■ INFORMATION SUPPLIED:
----------

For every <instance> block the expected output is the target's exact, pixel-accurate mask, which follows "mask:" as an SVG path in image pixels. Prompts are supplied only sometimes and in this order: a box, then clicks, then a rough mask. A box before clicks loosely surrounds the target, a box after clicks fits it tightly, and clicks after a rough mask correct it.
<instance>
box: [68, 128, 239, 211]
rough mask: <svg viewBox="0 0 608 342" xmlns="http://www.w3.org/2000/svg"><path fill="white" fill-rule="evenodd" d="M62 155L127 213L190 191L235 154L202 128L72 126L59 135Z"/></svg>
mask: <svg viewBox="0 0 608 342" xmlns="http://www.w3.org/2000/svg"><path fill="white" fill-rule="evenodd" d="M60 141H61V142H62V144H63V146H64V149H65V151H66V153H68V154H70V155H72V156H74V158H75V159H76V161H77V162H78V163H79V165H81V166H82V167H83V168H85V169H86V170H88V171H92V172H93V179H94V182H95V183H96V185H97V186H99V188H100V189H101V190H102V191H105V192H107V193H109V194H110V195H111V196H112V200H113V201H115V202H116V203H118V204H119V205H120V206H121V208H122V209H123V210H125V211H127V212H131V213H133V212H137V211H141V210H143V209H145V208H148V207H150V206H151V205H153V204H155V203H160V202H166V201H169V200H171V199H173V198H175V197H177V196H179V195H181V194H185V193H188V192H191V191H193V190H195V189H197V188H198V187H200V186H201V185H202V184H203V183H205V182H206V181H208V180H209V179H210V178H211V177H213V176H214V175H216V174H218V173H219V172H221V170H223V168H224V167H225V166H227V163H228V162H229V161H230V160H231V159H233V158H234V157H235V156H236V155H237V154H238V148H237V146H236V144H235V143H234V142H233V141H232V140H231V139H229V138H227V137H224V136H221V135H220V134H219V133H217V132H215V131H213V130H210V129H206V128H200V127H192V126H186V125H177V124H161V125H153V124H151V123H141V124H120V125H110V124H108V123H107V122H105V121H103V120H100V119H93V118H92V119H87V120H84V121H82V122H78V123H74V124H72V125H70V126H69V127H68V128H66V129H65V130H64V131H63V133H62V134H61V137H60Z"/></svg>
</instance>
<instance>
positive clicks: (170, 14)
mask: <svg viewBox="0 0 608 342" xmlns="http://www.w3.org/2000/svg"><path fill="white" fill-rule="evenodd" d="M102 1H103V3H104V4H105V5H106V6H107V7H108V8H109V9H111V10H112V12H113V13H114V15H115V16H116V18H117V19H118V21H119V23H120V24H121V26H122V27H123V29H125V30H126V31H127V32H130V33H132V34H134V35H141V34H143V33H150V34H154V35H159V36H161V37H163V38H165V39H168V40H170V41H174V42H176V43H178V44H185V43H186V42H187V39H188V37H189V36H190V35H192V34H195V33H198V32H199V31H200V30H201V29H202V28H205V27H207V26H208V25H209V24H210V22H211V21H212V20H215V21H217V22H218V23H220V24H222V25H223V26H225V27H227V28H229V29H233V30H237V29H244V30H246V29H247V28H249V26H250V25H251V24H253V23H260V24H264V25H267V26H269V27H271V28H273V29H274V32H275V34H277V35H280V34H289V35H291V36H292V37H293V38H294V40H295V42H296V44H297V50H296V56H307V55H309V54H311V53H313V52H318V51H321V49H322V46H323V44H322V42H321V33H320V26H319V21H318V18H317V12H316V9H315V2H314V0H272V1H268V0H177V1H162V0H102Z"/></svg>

----------

■ BRIEF:
Your answer should be the lines of the material above that include "instance".

■ YOUR RESPONSE:
For every <instance> block the expected output is the target's exact, pixel-accurate mask, which follows "mask:" as an SVG path in image pixels. Prompts are supplied only sometimes and in this order: a box, then clicks, then a rough mask. A box before clicks loosely surrounds the target, a box after clicks fits it tightly, and clicks after a rough mask correct it.
<instance>
</instance>
<instance>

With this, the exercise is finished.